### Task item
Could you give back the listing below exactly, every line included?

───

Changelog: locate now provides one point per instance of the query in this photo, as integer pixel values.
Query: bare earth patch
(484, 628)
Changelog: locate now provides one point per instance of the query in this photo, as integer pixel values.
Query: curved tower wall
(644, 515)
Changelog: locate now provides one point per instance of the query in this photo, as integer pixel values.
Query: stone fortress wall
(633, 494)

───

### Solution to the problem
Changelog: locate now provides one point per instance of the query in this photo, as integer pixel values.
Query: bare earth patch
(484, 628)
Changelog: locate now provides one point per instance of the query in this photo, as integer pixel values.
Query: curved tower wall
(644, 515)
Changelog: locate now provides one point per instance of the query in this photo, as integer pixel values.
Query: stone fortress wall
(633, 494)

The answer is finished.